# Wereraccoon 'Doctor Killjoy' costume work-in-progress



## Isabella_Price (Sep 6, 2008)

Hello everyone! I'm working on a costume for a friend and thought you'd like to see my progress so far. This is a character I created a while back named Doctor Killjoy. He's a mad scientist wereraccoon. I was commissioned by my friend to make a costume of Killjoy for him. I figured I'd post some WIP pictures here before I continue work on him. I'd like some critique, but keep in mind I probably won't be able to do any major changes at this point.

































































I'll be sure to post some more pictures when he's complete. This won't be a full costume, I'm only making the head, tail, feet, and adding long claws to a pair of mad scientist gloves. My friend will be wearing his 'Psycho Ward' lab coat and a pair of pants with the costume pieces.

((I take orders for costumes like these, so if you're in need of an epic werewolf costume, feel free to contact me.  You can go to my art gallery to see some examples of my past work.))

Let me know what you think, what I can change, etc.!


----------



## lonerogue2 (Sep 30, 2008)

Wow, very cool. I love seeing how your idea on paper comes to life like that. Good luck on the rest, you're very talented


----------



## Junit (Sep 1, 2008)

Very nice! I can't wait to see it finished!


----------



## jackpot (Nov 1, 2008)

Very Very nice, can't wait to see it all finished.


----------

**To do**:
Can you quote the costume thread word for word, the stretch from "## lonerogue2 (Sep" through "see it finished!"?

**Excerpts from a dataset**:
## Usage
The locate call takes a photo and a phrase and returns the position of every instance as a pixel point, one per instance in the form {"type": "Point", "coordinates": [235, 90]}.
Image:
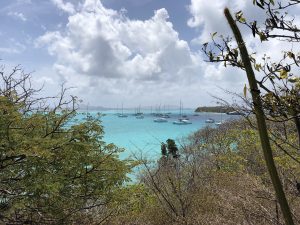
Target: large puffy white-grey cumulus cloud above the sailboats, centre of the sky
{"type": "Point", "coordinates": [103, 47]}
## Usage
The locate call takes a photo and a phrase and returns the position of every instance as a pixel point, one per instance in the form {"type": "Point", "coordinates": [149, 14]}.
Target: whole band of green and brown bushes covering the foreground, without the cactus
{"type": "Point", "coordinates": [55, 170]}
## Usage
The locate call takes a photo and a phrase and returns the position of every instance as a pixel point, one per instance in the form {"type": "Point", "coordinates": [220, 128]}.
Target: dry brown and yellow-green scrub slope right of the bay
{"type": "Point", "coordinates": [220, 177]}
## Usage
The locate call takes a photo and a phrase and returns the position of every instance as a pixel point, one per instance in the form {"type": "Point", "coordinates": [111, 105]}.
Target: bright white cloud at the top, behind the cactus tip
{"type": "Point", "coordinates": [208, 17]}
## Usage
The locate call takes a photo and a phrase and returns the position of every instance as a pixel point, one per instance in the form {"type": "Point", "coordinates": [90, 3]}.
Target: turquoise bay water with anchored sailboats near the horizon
{"type": "Point", "coordinates": [143, 137]}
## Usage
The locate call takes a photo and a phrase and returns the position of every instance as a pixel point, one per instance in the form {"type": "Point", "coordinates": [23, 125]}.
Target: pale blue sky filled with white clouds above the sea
{"type": "Point", "coordinates": [135, 52]}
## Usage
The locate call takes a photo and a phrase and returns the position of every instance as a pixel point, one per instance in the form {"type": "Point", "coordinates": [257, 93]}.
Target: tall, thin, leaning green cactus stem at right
{"type": "Point", "coordinates": [261, 123]}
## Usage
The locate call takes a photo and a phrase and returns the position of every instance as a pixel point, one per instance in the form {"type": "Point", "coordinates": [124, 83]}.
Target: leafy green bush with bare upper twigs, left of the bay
{"type": "Point", "coordinates": [53, 171]}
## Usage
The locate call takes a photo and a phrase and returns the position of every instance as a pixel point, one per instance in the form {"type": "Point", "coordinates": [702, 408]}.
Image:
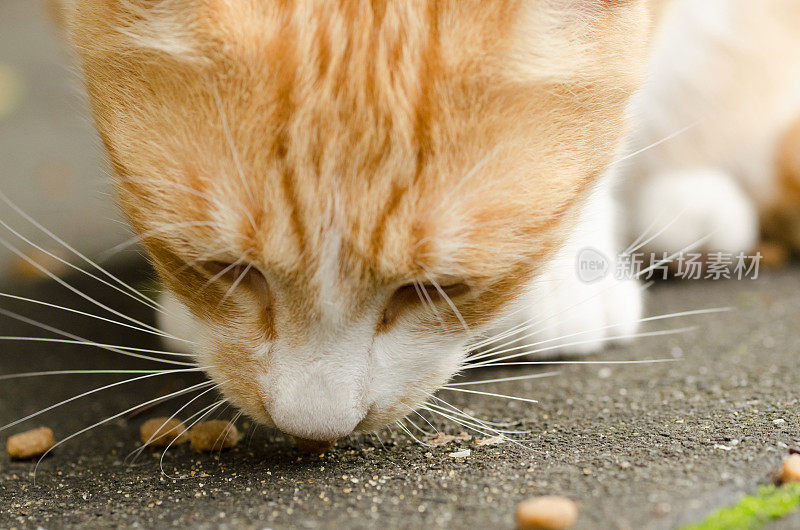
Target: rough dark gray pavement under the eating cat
{"type": "Point", "coordinates": [651, 446]}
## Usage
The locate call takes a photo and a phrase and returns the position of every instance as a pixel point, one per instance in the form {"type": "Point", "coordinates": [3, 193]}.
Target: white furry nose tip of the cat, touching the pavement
{"type": "Point", "coordinates": [314, 406]}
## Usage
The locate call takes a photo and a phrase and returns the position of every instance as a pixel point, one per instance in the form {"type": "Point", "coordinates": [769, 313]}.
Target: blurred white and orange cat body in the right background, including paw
{"type": "Point", "coordinates": [726, 74]}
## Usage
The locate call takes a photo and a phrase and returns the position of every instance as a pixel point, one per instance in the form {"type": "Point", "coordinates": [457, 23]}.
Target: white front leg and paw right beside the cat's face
{"type": "Point", "coordinates": [581, 303]}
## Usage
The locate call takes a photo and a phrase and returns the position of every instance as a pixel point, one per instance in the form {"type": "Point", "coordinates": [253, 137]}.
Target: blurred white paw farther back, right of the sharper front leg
{"type": "Point", "coordinates": [702, 207]}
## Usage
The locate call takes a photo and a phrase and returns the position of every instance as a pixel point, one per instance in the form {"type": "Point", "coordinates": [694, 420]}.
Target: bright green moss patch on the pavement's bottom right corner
{"type": "Point", "coordinates": [754, 511]}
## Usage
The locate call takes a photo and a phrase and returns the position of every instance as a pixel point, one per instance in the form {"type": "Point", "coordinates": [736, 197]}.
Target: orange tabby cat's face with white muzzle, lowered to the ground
{"type": "Point", "coordinates": [344, 193]}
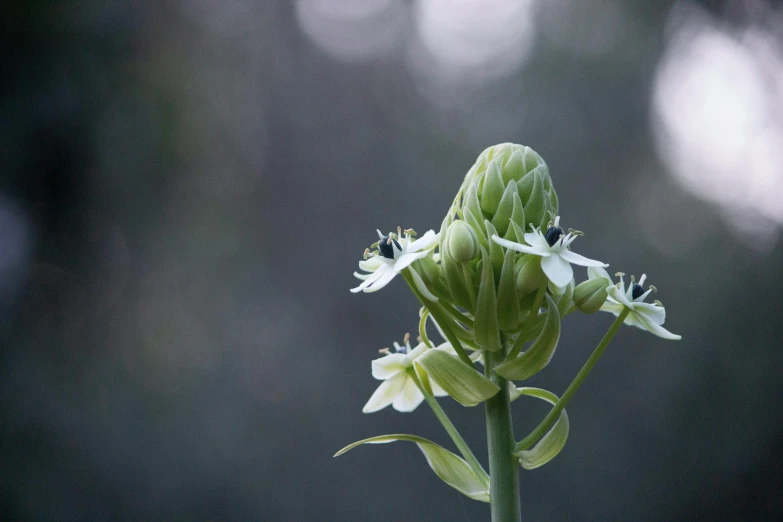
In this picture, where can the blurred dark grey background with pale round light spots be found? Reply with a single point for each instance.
(187, 186)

**The answer**:
## lonerogue2 (Sep 30, 2008)

Wow, very cool. I love seeing how your idea on paper comes to life like that. Good luck on the rest, you're very talented


----------



## Junit (Sep 1, 2008)

Very nice! I can't wait to see it finished!